* begin Extracted records *
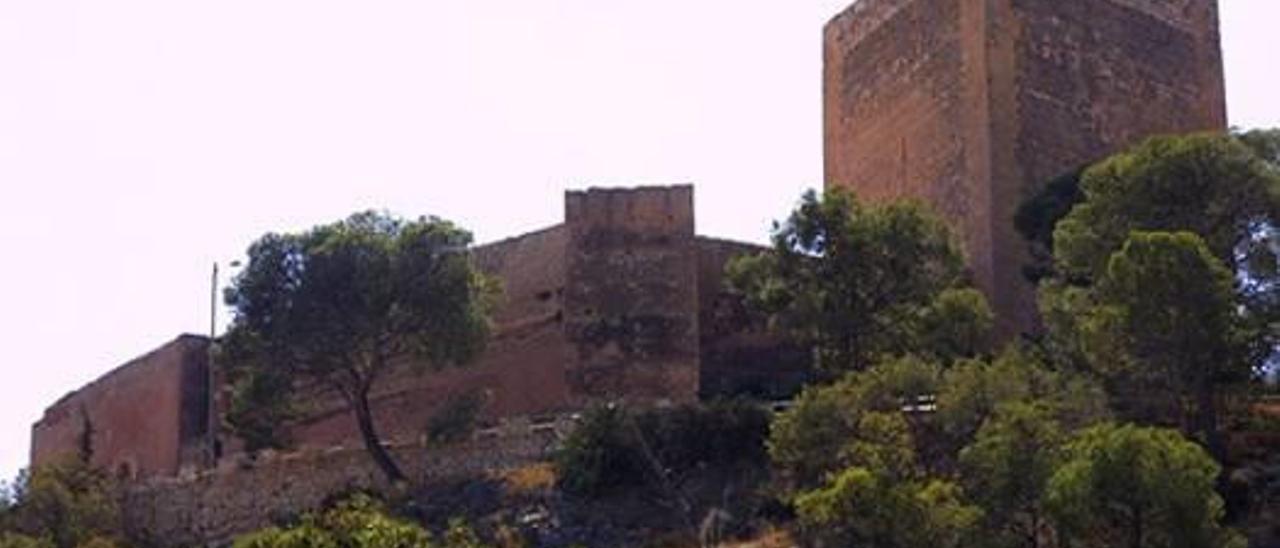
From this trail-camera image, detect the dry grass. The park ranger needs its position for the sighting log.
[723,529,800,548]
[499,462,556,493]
* end Extracted records *
* begin Extracted records *
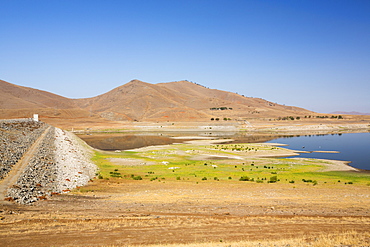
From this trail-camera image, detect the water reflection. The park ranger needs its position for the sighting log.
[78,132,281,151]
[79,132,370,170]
* end Extracted records *
* begin Extracted records *
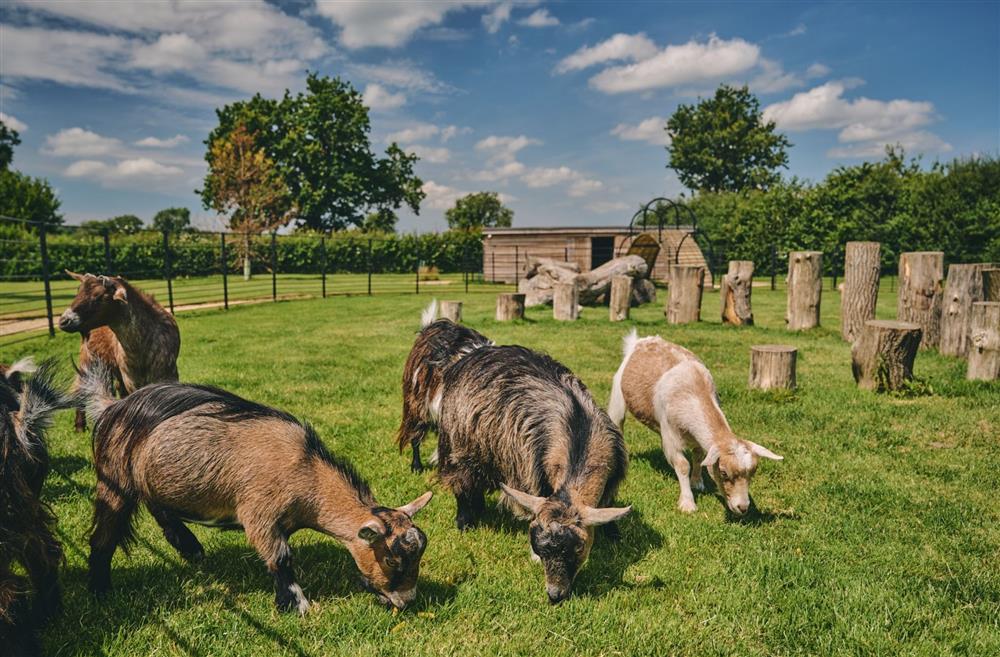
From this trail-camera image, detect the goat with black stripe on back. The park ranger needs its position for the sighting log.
* end Extracted records *
Goal: Pull out every line of the data above that contains the word "this", and copy each one unchanged.

Output of the exercise:
From this trail-camera image, detect the dry grass. The park ranger needs its position for the sighting log.
From this trail-camera image, detect the water reflection. The park ranger needs its position for the sighting log.
From this trail-camera image, detect the goat with black stripe on back. The park ranger needs its position for the sighting log.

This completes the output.